→ Exercise description
Do these statements agree with the bankruptcy opinion below? (a) Hammerhead's floor plan arrangement with Creal was for $6.0 million. (b) The trial took a full day and was held on November 26, 2019. (c) AFS later merged into Creal. Answer yes or no for each and quote the deciding words.

→ Text extract
Opinion
Case No. 3:18-bk-03184-JAF Adv. No. 3:19-ap-00007-JAF
2020-01-07
Jonathan S Feldman, Perlman Bajandas Yevoli & Albright, P.L., Ft. Lauderdale, FL, for Plaintiff. Paul DeCailly, DeCailly Law Group, P.A., Indian Rocks Beach, FL, for Defendant.
Jonathan S Feldman, Perlman Bajandas Yevoli & Albright, P.L., Ft. Lauderdale, FL, for Plaintiff.
Paul DeCailly, DeCailly Law Group, P.A., Indian Rocks Beach, FL, for Defendant.
MEMORANDUM, DECISION AND FINDINGS OF FACT
Roberta A. Colton, United States Bankruptcy Judge
Plaintiff Creal Dallas, LLC ("Creal") sues Defendant-Debtor Asbel Viciedo ("Debtor") objecting to the dischargeability of a debt under 11 U.S.C. §§ 523(a)(2)(A) and 523(a)(6). After a full day trial on November 26, 2019, and the receipt of written closing arguments on December 20, 2019, the Court finds as follows:
Statutory references are to 11 U.S.C. § 523 ("Code" or "Bankruptcy Code"), unless otherwise stated.
Jurisdiction
Jurisdiction is proper under 28 U.S.C. §§ 157 and 1334. This is a core proceeding under 28 U.S.C. § 157(b)(2)(I).
Findings of Facts
Debtor owned and operated a business called "Only Used Trucks." The corporate name of the business was Hammerhead Motors LLC ("Hammerhead"). Through Hammerhead, Debtor purchased used trucks at auction and resold the trucks at its retail locations. Hammerhead's niche market was sale of used trucks to undocumented workers who did not have a social security number.
In 2016, Creal was heavily involved in sub-prime financing through AFS Acceptance ("AFS"), a company that later merged into Creal. AFS was impressed with Hammerhead's used truck sales to undocumented workers and saw sought an opportunity to extend sub-prime financing to these individuals by developing a relationship with Hammerhead. Hammerhead, for its part, saw an opportunity to further exploit its niche and generate additional income by referring its customers for sub-prime financing.
Thus, in April 2016, Hammerhead and Creal/AFS decided to see if they could develop some synergies with floor plan financing and sub-prime consumer financing. At the time, Hammerhead had a $6.0 million floor plan arrangement with another lender. Nevertheless, to further a potentially lucrative relationship with Creal, Hammerhead entered into two agreements (i) a $1.5 million floor plan financing arrangement with Creal to finance the purchase of used trucks at auction (the "Floor Plan Agreement") and (ii) an agreement with AFS to share revenues from sub-prime financing extended to Hammerhead's customers (the "Dealer Agreement").

→ Record extracts
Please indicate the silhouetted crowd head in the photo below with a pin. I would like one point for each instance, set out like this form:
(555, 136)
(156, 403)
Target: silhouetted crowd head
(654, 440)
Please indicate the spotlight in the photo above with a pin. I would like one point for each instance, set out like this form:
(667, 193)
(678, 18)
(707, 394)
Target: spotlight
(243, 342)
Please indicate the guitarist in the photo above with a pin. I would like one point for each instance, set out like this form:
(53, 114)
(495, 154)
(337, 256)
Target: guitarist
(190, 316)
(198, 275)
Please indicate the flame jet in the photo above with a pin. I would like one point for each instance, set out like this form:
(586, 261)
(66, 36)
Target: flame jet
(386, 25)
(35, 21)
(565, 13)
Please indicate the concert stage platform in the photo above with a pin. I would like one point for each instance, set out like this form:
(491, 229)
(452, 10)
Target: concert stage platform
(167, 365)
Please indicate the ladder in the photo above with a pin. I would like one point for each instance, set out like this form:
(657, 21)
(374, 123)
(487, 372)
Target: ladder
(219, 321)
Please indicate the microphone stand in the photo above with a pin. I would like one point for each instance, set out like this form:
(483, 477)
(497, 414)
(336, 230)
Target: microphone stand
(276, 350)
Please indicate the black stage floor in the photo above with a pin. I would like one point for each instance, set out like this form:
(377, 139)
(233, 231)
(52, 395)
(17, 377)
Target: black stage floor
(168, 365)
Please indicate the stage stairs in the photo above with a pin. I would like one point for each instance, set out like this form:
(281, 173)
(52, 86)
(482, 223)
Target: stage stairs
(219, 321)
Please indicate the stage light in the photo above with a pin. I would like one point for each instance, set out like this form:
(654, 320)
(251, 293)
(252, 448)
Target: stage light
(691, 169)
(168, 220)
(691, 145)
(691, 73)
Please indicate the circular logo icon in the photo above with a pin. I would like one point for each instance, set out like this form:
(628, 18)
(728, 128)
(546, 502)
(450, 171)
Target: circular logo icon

→ Output for this exercise
(a) No: "a $1.5 million floor plan financing arrangement with Creal"
(b) Yes: "After a full day trial on November 26, 2019"
(c) Yes: "a company that later merged into Creal"